# EXERCISE
Transcribe exactly the line that contains "Shelf-audit ticket. Put a marker on every instance of the spread" and every line after it through the end of the records, with nothing else.

[Stored items from a collection]
┄┄┄┄┄┄┄┄┄┄
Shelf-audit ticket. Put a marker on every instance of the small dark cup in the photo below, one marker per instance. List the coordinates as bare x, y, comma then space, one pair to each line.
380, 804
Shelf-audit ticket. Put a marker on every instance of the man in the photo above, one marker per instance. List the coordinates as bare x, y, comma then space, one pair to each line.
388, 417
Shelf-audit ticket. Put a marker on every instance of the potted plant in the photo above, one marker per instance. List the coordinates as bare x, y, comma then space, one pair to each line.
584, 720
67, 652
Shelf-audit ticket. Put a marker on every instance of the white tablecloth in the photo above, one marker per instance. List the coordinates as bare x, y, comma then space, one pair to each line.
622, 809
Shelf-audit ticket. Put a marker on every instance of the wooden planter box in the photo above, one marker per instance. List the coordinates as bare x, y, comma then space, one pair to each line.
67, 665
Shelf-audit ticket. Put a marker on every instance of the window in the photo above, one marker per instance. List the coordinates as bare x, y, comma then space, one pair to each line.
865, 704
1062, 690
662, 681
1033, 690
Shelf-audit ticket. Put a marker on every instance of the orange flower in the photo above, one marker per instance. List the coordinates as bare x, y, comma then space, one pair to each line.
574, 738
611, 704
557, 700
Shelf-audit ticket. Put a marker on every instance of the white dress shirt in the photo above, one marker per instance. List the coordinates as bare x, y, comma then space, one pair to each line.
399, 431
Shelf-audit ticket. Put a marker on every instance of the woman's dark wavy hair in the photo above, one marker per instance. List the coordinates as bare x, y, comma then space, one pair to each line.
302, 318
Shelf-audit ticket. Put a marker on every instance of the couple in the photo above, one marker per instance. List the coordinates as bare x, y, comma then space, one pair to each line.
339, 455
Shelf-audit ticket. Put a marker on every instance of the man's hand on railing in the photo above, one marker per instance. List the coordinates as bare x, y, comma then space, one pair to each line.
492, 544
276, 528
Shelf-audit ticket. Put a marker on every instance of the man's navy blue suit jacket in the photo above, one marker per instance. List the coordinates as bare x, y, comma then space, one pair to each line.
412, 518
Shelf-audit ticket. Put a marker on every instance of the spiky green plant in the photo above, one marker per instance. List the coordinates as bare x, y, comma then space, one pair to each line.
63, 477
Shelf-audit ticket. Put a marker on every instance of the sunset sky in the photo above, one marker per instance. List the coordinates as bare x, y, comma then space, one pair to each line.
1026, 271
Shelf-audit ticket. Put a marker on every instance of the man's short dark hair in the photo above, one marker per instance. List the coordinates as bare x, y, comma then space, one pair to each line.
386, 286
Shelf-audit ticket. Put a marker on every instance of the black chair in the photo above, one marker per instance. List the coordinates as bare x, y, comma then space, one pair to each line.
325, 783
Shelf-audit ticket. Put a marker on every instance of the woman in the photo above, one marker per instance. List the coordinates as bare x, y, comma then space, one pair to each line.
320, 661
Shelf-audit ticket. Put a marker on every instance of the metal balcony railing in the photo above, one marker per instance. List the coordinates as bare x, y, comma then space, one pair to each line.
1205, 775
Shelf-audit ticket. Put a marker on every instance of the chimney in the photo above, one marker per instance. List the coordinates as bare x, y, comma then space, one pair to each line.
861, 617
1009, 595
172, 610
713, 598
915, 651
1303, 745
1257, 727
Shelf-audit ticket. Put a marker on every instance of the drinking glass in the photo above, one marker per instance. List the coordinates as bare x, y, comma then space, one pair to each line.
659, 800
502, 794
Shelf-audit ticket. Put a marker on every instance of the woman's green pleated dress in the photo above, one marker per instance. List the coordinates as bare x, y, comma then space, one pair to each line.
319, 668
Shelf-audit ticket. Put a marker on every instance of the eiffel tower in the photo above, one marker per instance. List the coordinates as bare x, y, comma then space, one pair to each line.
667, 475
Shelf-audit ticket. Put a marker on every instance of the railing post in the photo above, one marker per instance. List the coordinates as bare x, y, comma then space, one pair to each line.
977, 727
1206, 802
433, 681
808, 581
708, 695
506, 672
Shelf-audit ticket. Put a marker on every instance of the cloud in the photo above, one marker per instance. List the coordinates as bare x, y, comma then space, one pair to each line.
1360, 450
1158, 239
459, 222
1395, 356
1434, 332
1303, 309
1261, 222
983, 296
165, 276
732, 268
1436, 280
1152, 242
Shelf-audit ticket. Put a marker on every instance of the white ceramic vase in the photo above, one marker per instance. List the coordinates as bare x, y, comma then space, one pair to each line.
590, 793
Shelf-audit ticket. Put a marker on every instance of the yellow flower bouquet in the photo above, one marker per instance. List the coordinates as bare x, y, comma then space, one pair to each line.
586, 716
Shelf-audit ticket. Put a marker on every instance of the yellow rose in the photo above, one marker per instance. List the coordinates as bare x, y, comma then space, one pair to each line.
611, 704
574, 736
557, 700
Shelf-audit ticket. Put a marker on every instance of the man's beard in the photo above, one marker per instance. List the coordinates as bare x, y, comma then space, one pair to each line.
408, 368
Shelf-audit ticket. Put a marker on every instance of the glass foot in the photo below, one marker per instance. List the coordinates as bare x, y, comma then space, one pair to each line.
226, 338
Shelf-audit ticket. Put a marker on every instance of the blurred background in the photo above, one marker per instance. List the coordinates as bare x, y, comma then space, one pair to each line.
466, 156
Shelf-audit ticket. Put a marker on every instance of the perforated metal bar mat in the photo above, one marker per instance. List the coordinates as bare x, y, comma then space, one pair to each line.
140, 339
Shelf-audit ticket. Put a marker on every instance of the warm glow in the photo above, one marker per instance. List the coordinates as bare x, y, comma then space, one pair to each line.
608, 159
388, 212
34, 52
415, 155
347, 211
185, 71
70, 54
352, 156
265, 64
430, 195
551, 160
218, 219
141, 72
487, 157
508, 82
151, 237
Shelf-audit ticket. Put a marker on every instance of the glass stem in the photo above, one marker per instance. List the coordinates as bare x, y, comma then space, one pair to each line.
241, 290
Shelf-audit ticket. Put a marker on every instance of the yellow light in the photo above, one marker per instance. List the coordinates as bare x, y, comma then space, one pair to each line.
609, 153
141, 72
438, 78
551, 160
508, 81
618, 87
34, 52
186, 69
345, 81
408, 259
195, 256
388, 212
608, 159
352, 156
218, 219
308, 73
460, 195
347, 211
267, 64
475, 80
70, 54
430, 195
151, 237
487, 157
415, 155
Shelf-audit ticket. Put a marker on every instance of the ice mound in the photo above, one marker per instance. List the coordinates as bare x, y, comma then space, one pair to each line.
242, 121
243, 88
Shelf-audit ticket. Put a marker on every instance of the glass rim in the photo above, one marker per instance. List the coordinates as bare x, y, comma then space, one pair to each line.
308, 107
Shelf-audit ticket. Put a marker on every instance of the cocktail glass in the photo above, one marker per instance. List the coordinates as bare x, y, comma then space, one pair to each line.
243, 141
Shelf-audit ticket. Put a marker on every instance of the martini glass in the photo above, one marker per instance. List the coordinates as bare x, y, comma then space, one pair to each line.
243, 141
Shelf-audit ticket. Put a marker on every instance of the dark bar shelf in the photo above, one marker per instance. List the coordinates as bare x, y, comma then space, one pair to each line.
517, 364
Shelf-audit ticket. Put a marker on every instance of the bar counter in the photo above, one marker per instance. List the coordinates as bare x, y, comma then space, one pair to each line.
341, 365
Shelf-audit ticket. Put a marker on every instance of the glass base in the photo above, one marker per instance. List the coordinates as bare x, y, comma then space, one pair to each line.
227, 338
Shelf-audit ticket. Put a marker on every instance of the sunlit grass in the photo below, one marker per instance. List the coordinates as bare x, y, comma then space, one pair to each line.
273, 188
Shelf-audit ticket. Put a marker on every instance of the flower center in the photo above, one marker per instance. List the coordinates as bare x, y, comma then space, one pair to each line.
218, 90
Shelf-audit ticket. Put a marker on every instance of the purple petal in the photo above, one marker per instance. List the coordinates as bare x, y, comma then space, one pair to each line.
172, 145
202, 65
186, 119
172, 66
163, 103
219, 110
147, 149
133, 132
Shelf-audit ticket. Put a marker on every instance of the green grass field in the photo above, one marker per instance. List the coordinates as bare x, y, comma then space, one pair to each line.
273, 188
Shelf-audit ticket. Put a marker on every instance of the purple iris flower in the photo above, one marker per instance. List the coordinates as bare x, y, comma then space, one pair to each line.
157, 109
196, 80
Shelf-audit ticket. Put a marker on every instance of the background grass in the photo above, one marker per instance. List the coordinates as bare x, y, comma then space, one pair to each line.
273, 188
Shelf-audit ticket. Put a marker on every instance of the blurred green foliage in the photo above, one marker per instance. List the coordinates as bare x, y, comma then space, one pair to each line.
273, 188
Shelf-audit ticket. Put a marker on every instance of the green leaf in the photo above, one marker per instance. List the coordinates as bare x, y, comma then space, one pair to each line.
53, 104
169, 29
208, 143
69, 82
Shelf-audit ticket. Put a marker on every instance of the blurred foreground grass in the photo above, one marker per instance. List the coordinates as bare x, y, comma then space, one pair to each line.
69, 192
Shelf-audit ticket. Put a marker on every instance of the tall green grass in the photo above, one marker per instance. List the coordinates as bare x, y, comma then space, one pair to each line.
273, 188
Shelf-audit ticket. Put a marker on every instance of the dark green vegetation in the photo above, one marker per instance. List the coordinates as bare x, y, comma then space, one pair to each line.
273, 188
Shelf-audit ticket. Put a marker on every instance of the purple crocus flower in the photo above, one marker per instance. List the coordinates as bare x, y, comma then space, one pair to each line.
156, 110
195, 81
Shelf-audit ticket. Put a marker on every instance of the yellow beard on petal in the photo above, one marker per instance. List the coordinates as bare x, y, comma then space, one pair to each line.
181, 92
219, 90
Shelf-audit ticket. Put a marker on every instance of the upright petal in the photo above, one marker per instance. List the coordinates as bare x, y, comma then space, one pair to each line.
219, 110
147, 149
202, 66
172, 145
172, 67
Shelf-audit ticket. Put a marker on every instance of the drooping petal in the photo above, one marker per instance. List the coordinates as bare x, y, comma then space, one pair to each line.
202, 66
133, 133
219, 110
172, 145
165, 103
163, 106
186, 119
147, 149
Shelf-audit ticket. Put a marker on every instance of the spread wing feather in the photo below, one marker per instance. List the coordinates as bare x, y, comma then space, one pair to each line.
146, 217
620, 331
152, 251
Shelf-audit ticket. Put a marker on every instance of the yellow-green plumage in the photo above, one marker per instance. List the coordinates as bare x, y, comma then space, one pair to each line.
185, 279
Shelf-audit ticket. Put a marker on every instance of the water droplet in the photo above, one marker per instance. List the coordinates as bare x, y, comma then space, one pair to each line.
┄┄┄┄┄┄┄┄┄┄
# WRITTEN RESPONSE
Shelf-audit ticket. Put a marker on every instance of the spread wing feather in the photo below, one marker per instance. List the coordinates as bare x, y, comma then space, one pair to each line.
146, 217
620, 331
152, 251
Shelf-audit ticket. Put a marker on every instance of the yellow-green plumage in the photo above, one marker per instance. List the coordinates as bare x, y, comma then space, one pair to each line.
185, 279
Shelf-audit ticket. Put a marker on every instance of the water droplet in the photo above, one marker per instance. List the coordinates as bare x, y, comma then space, one pair to each line.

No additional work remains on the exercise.